Extract to read:
^^^^
Design Quora — System Design Interview Guide
Design Quora is a system-design interview that asks you to build a question-and-answer platform: users post questions, others write long-form answers, the community votes, and an algorithmic feed surfaces interesting questions. The hard part is ranking high-quality answers under sparse and noisy signals.
By Alex Chen, Founder, InterviewChamp.AI · Last verified
Reported in interviews at
- Quora
- Meta
- Stack Overflow
Sourced from Glassdoor, Levels.fyi, and Blind interview reports.
Functional requirements
- Post a question (title plus optional body and topic tags)
- Write a long-form answer to any open question; support rich formatting and images
- Upvote or downvote questions and answers
- Follow topics, users, or specific questions for feed updates
- Browse a personalized feed mixing followed-topic questions with algorithmic suggestions
- Search questions and answers by keyword or topic
Non-functional requirements
- Scale: ~400M MAU, ~50M questions, ~250M answers, ~10B upvotes lifetime
- Read-heavy: ~1000:1 reads to writes (answer views >> answer writes)
- Answer-view latency: <300ms p99 to load a question page with top answers
- Search latency: <500ms p99 for keyword queries
- Availability: 99.95%; eventual consistency on vote counts is acceptable
Capacity estimation
Public scale anchors: ~400M MAU, ~50M questions accumulated, ~250M answers. Daily new questions ~50K/day, daily new answers ~200K/day = ~2-3 writes/sec average. Daily upvotes ~10M = ~120/sec average, ~600/sec peak. Daily answer views ~500M = ~6K/sec average, ~50K/sec peak.
^^^^
Written tasks:
a: Set down the passage of the Design Quora guide that starts at "Design Quora —" and ends at "Blind interview reports.", word for word.
b: What availability target does the Design Quora guide specify?

Extracted data:
^^^^
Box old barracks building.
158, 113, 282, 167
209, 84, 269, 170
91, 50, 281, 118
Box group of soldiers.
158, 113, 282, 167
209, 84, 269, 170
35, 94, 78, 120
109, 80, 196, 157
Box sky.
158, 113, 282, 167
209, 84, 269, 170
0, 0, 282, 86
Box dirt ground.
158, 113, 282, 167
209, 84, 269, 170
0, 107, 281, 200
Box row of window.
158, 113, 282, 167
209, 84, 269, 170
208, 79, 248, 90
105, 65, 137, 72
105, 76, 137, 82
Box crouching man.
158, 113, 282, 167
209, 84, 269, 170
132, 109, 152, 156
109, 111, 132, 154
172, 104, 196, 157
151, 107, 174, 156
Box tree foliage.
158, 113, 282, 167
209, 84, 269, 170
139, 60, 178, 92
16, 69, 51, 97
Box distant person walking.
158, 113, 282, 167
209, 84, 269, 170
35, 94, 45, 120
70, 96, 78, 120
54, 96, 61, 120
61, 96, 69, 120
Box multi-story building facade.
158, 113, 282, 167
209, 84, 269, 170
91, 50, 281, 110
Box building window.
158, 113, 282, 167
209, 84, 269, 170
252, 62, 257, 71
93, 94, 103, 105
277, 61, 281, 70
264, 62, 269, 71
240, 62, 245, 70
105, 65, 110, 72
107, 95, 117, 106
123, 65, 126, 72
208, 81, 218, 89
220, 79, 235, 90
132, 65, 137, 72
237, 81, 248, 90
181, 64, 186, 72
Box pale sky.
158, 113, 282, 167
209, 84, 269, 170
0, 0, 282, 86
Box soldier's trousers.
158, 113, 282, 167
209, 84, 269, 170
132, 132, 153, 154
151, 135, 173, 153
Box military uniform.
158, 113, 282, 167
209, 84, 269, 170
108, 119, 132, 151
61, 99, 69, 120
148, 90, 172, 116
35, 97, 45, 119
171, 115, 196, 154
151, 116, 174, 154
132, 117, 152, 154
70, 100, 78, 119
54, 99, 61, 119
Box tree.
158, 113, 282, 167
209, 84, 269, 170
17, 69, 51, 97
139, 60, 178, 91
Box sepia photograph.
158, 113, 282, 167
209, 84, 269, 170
^^^^
Task responses:
a:
Design Quora — System Design Interview Guide
Design Quora is a system-design interview that asks you to build a question-and-answer platform: users post questions, others write long-form answers, the community votes, and an algorithmic feed surfaces interesting questions. The hard part is ranking high-quality answers under sparse and noisy signals.
By Alex Chen, Founder, InterviewChamp.AI · Last verified
Reported in interviews at
- Quora
- Meta
- Stack Overflow
Sourced from Glassdoor, Levels.fyi, and Blind interview reports.

b: 99.95%.